It appears that from the period of the recall of Mr. Butler
from Mexico, and the breaking out of the struggle in Texas,
which events were nearly cotemporaneous, the policy of the
administration took a new turn. It was no longer necessary
for the government of the United States to coax Mexico to
a voluntary cession of a territory which was now in a state of
hopeful rebellion. The more advisable course seemed to be
to give as much aid and countenance to the insurrection as
was consistent with our professedly neutral position, not
merely by securing the presence of the United States troops
in the theatre of the war, but also by trying to pick a quarrel
with Mexico on a new and separate account of our own.
Whilst on the one hand General Jackson announced by a
message to Congress, on the 22d December, that under all
the circumstances attending the contest in Texas, it was unadvisable
at that time to acknowledge the independence of
that country; on the other hand he equally announced, six
weeks afterwards, that no peaceful adjustment of certain matters
in controversy between the United States and Mexico
could be expected, that was not sustained by war measures,
and the granting of authority to make reprisals upon her conmmerce.

◆ ◆ ◆ ◆

* **TASK DETAILS**
In the passage on Texas and Mexico, on what date did General Jackson's message tell Congress that recognizing the independence of Texas was unadvisable at that time? Use only the passage on Texas and Mexico.

◆ ◆ ◆ ◆

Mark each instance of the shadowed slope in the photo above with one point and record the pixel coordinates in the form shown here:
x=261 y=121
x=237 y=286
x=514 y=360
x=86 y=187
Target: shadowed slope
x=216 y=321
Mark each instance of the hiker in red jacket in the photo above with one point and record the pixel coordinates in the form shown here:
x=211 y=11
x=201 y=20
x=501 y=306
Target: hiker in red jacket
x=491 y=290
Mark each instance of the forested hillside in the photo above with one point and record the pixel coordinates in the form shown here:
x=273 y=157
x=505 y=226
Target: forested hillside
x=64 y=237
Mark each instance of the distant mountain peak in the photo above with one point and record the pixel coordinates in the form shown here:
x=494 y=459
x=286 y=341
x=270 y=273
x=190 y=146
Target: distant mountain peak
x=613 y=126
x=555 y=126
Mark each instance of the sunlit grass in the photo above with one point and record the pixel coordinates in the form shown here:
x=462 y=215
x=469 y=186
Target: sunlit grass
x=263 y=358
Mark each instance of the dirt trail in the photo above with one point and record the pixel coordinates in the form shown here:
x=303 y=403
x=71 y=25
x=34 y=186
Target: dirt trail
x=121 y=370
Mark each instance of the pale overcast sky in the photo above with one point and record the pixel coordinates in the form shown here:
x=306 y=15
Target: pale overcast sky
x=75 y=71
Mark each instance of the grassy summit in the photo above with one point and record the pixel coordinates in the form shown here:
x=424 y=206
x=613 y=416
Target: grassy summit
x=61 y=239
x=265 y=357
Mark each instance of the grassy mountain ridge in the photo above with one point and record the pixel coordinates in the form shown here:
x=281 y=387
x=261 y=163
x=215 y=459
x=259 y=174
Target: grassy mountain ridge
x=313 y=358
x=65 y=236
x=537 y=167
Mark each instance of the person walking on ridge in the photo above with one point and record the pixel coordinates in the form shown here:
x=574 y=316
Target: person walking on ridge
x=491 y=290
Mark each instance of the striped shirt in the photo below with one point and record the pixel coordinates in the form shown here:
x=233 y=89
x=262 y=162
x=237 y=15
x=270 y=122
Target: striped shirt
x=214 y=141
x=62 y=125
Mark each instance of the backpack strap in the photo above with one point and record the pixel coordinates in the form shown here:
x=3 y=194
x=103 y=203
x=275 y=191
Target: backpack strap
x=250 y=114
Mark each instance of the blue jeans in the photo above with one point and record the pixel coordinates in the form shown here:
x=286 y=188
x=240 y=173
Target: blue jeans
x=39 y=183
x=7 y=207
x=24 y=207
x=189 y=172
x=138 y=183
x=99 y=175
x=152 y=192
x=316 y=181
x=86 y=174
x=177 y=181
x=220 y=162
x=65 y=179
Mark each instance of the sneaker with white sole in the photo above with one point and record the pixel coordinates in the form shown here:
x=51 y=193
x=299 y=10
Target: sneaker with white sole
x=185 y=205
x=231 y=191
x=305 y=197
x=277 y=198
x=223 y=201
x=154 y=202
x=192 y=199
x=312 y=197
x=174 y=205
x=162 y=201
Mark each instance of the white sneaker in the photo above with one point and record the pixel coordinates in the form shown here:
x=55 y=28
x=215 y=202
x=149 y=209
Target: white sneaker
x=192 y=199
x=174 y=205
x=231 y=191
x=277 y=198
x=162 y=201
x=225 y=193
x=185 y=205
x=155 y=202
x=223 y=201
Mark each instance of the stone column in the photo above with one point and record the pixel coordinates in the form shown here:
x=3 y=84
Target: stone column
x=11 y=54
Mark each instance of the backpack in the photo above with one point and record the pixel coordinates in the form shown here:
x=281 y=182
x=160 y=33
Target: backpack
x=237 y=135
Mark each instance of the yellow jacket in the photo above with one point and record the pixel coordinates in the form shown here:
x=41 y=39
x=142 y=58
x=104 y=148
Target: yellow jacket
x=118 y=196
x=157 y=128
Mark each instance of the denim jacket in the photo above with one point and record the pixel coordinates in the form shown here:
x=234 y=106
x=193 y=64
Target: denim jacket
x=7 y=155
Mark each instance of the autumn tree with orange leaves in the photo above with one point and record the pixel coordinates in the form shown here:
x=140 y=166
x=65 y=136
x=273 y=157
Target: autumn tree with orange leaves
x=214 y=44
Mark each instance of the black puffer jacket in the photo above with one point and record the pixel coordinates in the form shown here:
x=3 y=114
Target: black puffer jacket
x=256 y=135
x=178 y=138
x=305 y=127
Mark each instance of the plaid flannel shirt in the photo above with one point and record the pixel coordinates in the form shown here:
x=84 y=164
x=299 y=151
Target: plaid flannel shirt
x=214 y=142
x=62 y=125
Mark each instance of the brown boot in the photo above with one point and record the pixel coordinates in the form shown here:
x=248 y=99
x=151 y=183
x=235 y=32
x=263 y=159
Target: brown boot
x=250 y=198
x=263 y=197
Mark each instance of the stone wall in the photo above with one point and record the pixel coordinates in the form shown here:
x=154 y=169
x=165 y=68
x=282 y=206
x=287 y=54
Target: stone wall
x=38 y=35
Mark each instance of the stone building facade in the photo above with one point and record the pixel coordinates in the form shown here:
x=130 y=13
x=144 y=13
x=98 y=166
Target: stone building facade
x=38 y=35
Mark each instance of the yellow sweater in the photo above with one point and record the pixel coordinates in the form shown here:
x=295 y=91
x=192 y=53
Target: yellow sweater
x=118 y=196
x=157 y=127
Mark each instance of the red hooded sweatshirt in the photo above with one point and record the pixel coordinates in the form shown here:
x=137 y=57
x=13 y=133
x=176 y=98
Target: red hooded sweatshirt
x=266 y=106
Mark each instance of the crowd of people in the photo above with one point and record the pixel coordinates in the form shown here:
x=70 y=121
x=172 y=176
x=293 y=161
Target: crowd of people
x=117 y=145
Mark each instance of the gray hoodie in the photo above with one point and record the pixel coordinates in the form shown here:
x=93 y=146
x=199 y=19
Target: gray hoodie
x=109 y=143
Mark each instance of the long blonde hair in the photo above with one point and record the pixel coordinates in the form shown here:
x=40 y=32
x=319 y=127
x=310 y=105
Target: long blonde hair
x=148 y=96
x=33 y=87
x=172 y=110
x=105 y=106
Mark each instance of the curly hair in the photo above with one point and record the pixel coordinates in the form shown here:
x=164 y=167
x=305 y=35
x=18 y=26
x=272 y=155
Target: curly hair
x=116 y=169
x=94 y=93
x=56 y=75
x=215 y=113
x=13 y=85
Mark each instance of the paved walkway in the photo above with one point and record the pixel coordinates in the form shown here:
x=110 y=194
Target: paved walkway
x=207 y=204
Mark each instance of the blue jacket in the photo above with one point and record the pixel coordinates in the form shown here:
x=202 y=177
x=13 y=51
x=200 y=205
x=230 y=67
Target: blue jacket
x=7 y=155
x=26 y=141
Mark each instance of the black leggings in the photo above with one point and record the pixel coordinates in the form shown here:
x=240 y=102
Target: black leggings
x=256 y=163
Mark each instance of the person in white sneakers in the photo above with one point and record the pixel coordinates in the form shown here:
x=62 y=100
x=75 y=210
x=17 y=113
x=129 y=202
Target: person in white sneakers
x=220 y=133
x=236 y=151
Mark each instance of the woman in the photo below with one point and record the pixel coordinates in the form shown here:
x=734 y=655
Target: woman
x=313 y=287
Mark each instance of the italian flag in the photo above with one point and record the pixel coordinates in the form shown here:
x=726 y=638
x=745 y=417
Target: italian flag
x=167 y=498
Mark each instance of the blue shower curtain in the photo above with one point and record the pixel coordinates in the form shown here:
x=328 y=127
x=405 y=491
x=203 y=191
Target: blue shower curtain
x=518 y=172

◆ ◆ ◆ ◆

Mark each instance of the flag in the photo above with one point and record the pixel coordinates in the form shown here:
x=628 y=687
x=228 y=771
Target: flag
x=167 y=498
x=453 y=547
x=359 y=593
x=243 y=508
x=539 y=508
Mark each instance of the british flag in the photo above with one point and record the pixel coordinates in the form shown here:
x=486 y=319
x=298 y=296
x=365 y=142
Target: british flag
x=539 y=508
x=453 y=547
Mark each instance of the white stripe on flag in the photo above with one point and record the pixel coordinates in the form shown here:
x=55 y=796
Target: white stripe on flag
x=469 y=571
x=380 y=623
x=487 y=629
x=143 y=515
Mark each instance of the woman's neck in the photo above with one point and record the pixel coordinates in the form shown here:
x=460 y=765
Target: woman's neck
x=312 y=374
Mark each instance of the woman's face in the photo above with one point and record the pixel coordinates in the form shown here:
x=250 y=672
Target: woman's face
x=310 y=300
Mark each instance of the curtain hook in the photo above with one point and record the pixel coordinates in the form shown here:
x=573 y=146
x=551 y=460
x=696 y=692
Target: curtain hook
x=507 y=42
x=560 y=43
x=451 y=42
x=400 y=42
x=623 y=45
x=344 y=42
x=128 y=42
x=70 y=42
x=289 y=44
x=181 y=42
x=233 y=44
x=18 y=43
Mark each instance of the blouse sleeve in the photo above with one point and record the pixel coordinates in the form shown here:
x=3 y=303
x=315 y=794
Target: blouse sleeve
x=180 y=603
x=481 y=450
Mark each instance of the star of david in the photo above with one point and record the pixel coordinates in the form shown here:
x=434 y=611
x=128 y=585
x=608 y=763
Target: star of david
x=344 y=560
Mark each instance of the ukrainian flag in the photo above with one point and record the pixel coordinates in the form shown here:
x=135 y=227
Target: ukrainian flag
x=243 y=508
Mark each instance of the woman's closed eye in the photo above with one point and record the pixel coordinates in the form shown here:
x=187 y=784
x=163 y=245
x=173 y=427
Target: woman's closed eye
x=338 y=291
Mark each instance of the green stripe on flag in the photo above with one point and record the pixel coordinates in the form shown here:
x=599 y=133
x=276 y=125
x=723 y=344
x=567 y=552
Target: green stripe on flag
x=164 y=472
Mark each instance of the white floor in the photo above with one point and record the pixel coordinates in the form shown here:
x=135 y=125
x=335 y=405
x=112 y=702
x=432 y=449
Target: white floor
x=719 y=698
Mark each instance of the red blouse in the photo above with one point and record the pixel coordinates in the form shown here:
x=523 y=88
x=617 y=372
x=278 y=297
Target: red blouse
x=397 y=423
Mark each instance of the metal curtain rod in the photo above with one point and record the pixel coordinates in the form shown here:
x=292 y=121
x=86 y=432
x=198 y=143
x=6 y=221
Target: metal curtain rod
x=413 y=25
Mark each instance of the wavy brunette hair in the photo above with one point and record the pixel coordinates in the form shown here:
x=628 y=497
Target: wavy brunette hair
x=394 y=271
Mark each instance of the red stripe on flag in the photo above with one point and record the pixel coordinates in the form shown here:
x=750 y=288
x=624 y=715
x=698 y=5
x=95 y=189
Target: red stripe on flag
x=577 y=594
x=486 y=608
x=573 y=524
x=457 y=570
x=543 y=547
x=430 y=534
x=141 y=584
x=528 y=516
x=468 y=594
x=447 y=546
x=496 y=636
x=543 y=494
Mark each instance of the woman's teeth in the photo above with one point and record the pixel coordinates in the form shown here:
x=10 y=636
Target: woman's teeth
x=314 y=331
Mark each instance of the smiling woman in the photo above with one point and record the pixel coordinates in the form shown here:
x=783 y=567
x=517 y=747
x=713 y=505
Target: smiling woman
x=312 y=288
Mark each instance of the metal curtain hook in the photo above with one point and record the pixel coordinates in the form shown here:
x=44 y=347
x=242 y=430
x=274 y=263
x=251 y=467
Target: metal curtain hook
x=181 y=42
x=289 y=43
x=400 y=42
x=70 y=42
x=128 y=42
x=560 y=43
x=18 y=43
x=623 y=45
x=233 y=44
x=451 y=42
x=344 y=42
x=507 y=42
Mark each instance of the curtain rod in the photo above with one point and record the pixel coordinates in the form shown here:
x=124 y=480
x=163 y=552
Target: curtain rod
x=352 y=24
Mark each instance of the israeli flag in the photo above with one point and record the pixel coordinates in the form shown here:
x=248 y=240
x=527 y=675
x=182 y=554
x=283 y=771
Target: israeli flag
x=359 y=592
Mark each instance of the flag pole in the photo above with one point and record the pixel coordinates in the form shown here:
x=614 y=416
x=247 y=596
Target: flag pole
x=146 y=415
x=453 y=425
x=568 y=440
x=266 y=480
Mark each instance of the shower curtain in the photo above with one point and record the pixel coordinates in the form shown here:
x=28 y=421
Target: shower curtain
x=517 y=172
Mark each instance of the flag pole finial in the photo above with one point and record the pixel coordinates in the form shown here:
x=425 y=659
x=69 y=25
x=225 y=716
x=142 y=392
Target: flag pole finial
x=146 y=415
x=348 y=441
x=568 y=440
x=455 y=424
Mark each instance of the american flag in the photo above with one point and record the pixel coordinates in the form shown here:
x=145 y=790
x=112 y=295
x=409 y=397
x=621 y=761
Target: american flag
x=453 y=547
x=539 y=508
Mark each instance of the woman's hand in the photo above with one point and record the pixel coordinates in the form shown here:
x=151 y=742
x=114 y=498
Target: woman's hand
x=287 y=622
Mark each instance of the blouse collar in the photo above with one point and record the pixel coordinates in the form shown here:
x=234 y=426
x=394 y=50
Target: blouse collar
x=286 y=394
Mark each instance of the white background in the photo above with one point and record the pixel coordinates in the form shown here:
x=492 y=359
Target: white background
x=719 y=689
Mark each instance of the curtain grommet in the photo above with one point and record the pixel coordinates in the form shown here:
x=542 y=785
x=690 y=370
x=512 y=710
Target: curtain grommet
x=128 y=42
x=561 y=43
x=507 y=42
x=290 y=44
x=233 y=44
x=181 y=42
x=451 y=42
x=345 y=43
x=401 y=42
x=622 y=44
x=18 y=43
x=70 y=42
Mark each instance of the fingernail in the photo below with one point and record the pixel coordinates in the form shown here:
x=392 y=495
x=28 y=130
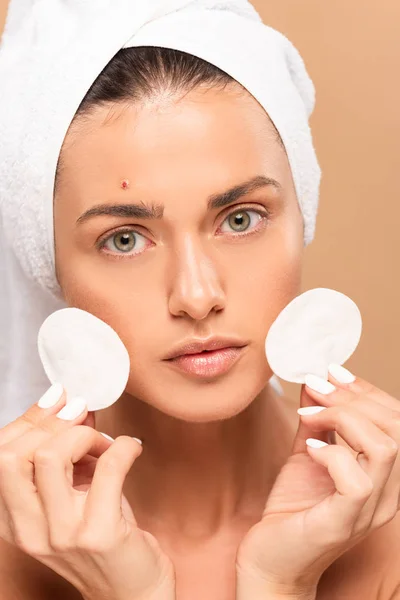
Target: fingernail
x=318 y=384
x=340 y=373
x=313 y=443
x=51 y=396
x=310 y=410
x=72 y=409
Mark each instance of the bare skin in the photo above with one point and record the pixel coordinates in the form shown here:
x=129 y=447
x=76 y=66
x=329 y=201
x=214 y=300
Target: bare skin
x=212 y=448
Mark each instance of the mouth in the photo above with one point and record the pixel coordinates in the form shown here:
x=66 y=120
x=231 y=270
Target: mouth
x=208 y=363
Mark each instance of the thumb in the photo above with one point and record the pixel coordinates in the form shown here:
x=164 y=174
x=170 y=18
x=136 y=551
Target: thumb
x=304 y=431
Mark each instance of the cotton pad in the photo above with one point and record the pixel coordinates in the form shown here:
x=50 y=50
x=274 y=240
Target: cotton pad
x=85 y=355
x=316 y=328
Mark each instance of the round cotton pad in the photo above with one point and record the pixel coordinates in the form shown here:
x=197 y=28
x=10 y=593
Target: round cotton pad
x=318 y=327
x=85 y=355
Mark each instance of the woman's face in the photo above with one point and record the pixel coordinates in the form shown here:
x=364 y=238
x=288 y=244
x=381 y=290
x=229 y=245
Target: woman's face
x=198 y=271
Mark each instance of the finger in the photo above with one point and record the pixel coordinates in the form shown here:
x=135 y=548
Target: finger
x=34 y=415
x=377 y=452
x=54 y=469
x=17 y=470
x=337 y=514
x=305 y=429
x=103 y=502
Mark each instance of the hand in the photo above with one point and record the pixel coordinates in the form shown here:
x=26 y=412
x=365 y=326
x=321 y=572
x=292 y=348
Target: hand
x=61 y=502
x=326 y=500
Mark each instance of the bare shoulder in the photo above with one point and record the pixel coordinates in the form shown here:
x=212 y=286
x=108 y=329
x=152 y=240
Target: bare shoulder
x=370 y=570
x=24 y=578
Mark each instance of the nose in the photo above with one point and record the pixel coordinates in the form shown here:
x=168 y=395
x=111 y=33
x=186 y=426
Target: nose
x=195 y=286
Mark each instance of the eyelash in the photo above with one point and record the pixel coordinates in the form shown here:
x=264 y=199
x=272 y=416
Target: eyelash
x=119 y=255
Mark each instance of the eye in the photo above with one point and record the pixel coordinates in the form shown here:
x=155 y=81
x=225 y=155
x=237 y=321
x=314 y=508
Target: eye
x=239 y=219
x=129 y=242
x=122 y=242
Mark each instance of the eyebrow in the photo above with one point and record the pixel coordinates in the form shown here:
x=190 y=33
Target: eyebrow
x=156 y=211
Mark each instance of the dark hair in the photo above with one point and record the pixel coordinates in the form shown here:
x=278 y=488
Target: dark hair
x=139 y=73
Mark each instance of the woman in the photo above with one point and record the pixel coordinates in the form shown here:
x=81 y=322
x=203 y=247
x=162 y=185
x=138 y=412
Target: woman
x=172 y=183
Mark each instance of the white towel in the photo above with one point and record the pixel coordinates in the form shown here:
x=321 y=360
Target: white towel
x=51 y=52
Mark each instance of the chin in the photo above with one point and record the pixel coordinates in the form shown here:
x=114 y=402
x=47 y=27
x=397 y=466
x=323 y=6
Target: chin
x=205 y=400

◆ ◆ ◆ ◆

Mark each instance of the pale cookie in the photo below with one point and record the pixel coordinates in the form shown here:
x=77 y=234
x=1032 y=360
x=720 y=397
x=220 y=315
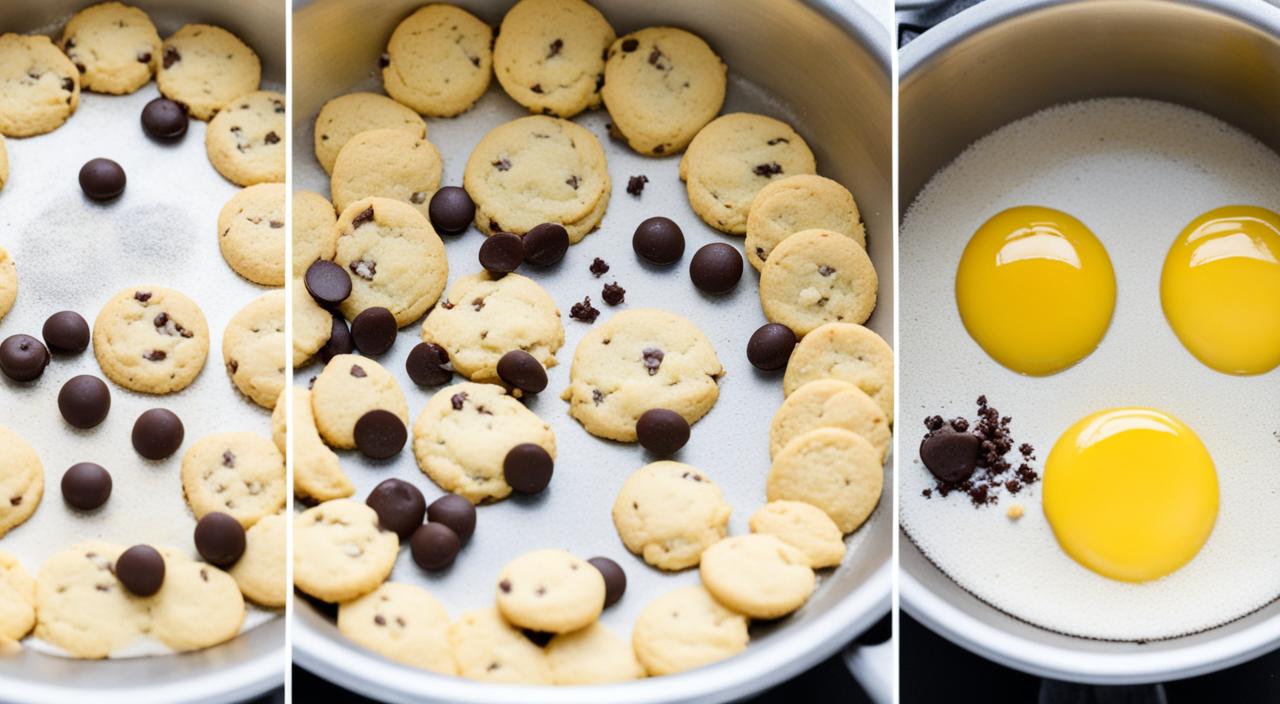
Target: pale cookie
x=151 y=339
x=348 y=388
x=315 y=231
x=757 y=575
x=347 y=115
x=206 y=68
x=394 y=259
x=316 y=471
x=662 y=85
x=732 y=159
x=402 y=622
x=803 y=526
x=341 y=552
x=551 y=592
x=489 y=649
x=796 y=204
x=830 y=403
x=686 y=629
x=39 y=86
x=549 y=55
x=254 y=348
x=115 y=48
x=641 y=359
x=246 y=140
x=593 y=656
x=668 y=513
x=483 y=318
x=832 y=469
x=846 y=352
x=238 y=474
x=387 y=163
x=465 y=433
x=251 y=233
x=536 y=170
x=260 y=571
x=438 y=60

◆ ◆ ◆ ◆

* **RESULT BELOW**
The message was sent on the 22d December.